> _Supplied entries_

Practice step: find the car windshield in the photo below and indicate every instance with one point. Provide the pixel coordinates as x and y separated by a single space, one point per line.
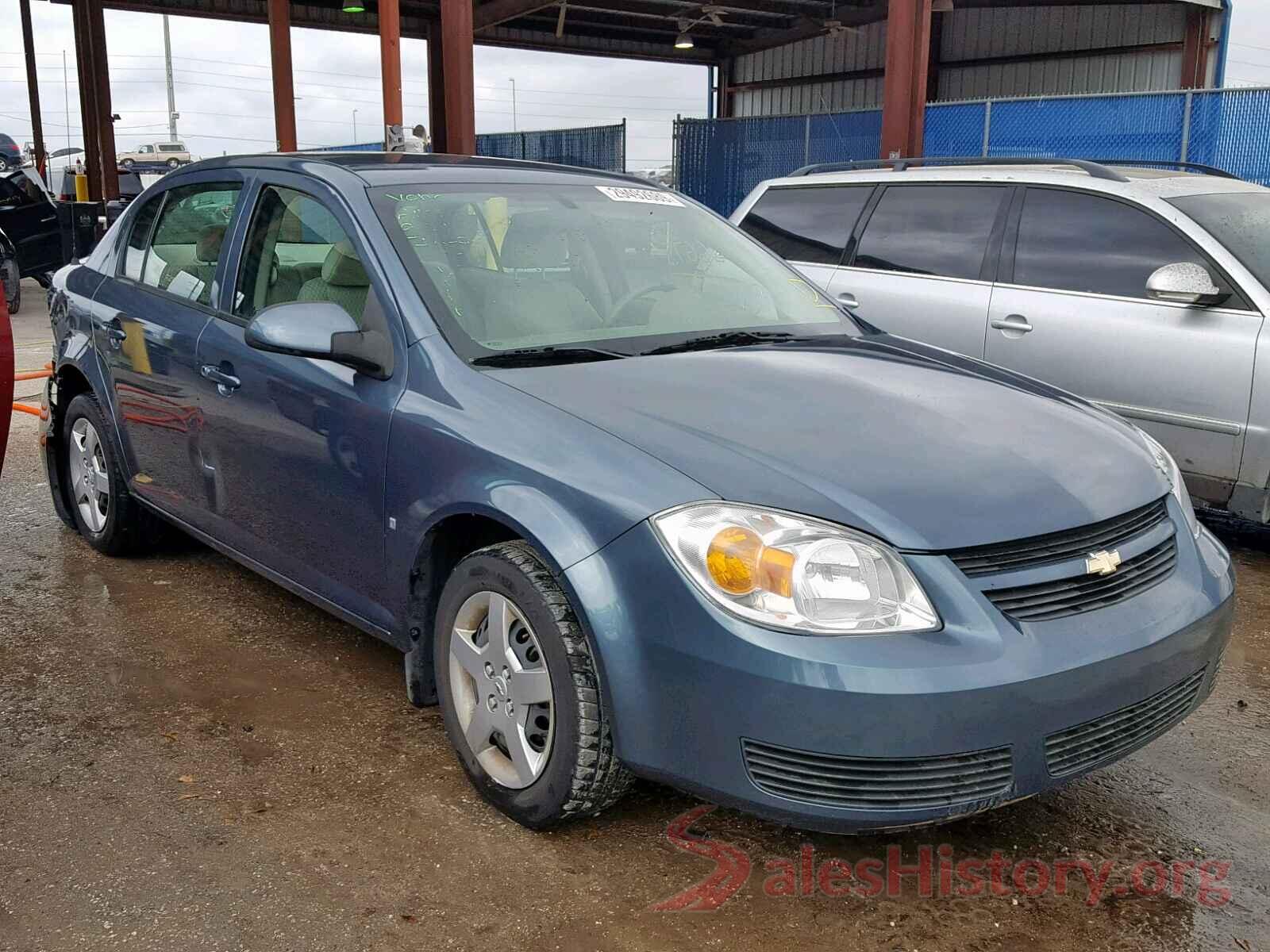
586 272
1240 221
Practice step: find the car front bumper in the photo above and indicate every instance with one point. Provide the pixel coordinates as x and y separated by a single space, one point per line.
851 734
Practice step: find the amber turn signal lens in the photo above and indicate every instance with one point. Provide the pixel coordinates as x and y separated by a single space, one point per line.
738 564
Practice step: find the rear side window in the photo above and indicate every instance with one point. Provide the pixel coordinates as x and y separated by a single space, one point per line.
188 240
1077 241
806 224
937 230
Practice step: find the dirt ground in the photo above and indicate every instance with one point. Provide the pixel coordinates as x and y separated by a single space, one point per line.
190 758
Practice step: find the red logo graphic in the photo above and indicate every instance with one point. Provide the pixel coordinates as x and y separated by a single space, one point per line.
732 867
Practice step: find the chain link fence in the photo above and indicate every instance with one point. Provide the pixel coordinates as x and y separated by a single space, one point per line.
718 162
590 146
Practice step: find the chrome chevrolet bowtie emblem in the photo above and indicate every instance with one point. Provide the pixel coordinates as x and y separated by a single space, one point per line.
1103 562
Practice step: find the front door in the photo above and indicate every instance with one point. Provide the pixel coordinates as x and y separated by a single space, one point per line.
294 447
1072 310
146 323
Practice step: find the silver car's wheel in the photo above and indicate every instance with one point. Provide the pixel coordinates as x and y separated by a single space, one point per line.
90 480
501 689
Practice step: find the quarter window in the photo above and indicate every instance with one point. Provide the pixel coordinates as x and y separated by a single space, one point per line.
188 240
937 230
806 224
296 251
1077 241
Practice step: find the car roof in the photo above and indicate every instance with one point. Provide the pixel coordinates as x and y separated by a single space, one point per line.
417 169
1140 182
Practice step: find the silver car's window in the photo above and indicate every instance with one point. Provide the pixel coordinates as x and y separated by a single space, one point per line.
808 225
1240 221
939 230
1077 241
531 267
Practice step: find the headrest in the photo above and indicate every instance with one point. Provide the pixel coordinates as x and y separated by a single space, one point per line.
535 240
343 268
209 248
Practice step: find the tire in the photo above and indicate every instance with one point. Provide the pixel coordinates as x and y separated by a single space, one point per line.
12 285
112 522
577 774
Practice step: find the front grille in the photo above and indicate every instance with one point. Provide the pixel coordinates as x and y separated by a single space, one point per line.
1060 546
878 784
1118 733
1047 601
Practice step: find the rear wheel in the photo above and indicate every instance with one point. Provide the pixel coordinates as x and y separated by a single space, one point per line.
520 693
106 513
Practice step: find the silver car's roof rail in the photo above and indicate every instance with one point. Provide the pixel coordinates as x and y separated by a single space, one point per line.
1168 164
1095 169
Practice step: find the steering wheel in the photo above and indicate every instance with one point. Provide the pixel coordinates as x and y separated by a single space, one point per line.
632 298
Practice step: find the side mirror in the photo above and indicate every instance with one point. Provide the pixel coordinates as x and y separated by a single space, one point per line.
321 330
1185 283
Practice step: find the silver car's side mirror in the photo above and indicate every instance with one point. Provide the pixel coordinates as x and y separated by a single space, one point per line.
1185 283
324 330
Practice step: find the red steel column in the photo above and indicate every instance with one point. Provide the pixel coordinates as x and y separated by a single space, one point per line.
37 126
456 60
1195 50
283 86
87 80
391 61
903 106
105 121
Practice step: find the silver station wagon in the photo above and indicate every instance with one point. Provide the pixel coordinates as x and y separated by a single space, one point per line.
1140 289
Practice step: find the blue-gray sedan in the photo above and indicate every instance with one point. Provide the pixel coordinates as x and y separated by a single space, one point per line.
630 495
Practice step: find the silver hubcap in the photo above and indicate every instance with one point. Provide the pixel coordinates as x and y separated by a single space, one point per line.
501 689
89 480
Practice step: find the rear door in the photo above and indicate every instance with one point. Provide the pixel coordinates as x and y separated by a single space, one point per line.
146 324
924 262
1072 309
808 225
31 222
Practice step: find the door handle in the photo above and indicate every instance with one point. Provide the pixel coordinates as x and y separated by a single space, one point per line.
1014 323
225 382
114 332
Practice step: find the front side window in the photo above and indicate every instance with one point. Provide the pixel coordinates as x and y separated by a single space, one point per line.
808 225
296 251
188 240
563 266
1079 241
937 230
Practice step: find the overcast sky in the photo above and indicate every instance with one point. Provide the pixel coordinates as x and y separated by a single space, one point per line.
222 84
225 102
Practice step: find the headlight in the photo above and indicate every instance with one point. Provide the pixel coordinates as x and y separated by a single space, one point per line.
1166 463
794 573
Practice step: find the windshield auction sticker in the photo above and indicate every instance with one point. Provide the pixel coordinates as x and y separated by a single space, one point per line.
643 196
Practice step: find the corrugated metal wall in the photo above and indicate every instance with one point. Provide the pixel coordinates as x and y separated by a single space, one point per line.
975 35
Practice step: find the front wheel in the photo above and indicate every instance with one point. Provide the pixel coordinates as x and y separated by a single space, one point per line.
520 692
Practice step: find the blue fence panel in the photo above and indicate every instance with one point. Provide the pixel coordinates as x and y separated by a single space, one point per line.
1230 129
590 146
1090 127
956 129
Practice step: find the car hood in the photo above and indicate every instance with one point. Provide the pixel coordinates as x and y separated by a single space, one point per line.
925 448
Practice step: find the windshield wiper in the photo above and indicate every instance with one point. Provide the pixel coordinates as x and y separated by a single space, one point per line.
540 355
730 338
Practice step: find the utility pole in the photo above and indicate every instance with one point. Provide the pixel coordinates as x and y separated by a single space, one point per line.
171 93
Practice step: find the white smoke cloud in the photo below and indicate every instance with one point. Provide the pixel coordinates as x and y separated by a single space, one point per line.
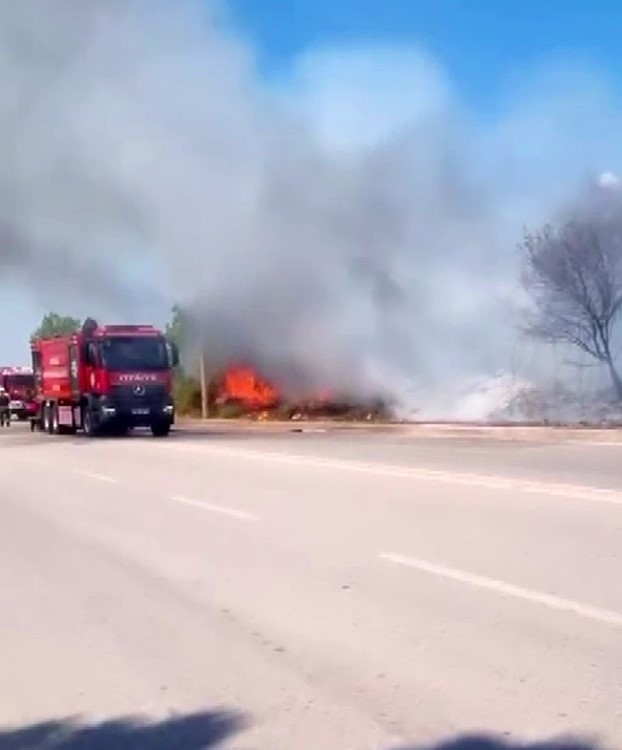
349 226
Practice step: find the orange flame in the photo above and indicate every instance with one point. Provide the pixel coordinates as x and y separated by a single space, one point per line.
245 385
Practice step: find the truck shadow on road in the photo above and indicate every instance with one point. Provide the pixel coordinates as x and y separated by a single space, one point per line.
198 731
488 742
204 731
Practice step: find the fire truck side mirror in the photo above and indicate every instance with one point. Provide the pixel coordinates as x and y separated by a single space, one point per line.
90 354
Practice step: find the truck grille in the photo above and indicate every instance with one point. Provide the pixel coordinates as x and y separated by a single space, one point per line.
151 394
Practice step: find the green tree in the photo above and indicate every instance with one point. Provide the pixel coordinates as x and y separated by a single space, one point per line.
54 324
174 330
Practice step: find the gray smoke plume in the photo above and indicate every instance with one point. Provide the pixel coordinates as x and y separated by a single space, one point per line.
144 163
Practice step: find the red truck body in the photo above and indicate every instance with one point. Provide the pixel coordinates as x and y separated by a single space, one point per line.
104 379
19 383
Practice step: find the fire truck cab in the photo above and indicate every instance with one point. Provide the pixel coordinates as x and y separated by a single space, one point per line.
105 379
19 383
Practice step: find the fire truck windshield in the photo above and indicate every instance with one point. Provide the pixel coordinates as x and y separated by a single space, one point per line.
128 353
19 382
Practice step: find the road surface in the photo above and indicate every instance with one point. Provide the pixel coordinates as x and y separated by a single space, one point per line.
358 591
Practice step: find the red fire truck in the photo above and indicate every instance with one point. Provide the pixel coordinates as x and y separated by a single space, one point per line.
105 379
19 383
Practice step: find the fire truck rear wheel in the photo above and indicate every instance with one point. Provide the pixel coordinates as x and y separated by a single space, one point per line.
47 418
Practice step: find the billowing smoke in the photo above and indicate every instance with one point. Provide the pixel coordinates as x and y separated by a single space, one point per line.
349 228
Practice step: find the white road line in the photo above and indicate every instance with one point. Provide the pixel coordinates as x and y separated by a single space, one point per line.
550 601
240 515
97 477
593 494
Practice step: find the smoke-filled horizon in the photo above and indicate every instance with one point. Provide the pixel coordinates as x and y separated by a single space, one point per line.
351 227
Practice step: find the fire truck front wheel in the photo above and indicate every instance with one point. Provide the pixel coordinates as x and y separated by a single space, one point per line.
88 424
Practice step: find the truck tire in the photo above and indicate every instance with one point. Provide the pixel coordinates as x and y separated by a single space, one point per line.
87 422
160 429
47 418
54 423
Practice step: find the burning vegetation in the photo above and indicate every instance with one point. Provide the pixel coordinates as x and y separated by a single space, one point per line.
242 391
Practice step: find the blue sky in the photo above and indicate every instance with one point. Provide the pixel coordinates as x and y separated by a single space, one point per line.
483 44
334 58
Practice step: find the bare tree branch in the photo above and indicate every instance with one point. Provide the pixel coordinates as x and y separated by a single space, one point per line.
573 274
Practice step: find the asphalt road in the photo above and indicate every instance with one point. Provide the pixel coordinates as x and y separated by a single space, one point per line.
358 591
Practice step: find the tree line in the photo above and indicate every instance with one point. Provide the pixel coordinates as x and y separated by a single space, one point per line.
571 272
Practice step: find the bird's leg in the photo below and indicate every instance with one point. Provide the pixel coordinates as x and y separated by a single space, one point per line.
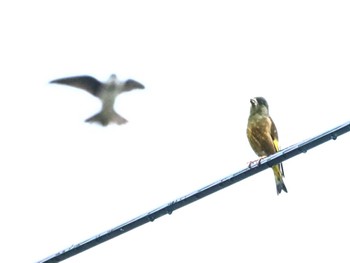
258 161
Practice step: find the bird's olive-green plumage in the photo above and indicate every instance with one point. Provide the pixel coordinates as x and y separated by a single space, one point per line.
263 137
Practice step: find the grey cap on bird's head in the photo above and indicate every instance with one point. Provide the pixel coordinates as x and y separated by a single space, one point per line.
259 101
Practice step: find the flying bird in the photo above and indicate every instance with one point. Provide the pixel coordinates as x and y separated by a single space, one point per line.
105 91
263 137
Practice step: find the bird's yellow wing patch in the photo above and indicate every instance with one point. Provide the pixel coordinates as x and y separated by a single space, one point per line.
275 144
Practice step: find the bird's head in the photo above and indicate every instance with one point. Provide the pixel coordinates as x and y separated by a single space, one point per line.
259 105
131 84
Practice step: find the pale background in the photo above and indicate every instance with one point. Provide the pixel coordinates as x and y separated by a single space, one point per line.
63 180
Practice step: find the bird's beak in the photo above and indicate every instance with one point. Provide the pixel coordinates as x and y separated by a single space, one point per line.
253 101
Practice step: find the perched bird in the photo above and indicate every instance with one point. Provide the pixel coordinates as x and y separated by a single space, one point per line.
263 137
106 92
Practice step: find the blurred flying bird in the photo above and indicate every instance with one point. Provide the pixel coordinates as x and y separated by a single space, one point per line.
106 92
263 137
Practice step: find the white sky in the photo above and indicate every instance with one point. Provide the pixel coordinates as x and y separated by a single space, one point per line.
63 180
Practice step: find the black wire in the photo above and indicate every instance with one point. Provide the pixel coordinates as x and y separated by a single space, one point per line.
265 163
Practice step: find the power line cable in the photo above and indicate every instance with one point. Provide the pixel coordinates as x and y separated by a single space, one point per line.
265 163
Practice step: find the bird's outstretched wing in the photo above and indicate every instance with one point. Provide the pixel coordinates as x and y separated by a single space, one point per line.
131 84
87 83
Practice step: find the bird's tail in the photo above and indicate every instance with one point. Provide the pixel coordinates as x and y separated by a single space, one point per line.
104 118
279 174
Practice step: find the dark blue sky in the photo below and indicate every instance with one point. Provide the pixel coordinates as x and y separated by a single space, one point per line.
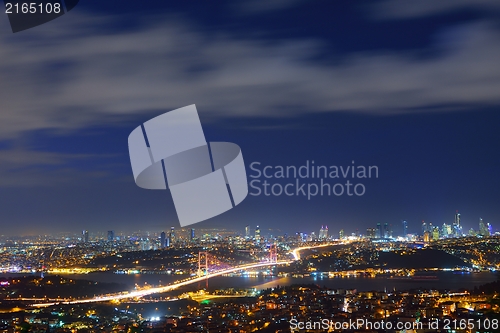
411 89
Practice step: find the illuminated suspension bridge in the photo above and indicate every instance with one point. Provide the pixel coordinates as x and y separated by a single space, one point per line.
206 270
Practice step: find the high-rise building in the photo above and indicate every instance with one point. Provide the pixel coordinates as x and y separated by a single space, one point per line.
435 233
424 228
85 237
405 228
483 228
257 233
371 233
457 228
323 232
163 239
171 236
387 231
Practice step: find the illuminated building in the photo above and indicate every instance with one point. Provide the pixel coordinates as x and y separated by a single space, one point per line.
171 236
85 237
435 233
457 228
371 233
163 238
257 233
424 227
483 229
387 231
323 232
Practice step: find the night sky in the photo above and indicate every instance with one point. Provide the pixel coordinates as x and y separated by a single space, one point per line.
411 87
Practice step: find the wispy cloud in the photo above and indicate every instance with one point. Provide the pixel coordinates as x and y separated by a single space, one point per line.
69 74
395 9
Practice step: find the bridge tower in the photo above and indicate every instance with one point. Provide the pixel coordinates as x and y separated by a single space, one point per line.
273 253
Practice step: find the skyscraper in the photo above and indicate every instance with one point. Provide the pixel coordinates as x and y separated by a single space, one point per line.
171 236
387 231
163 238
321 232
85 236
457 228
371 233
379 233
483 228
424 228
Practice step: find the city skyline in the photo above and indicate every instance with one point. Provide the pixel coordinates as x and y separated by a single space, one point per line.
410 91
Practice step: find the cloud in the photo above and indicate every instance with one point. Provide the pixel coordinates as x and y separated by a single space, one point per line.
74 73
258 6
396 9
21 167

> _Task brief_
Lines from the one containing "Practice step: find the night" through the final line are to be given again verbatim, with nothing before or after.

> _Exercise solution_
Practice step: find the night sky in the photo above and indicate every instance with one point. Provide the pixel coordinates as x and y separated by a single space, one point per line.
411 87
Practice step: find the wispy cloud in the photo above and indicate every instance with one point. Provide the pixel coordinates as x and y separated by a single space, one point per line.
69 74
395 9
Practice step: find the bridge tower in the photo above and indicate every instance with one point. Provide the pixel coordinates as x and y separated by a single space, one point per line.
273 253
Practice step: find the skyscraper in the photo above and indicate every instance with one point. Provide the pixel coordinates as x and y separated by a single space, one point per line.
171 236
387 231
163 238
321 232
85 236
457 228
371 233
379 233
483 228
424 228
Practice step: find the city skyline in the photo above and indicate every instance with one point. Provide the pixel coordinates as x and y separated by a single space, one point per line.
410 91
Practice step: find the cloud in the photo above and indicate every instance with one point. Provide the pixel coordinates as x and y separated by a single space, one point per line.
74 73
258 6
396 9
21 167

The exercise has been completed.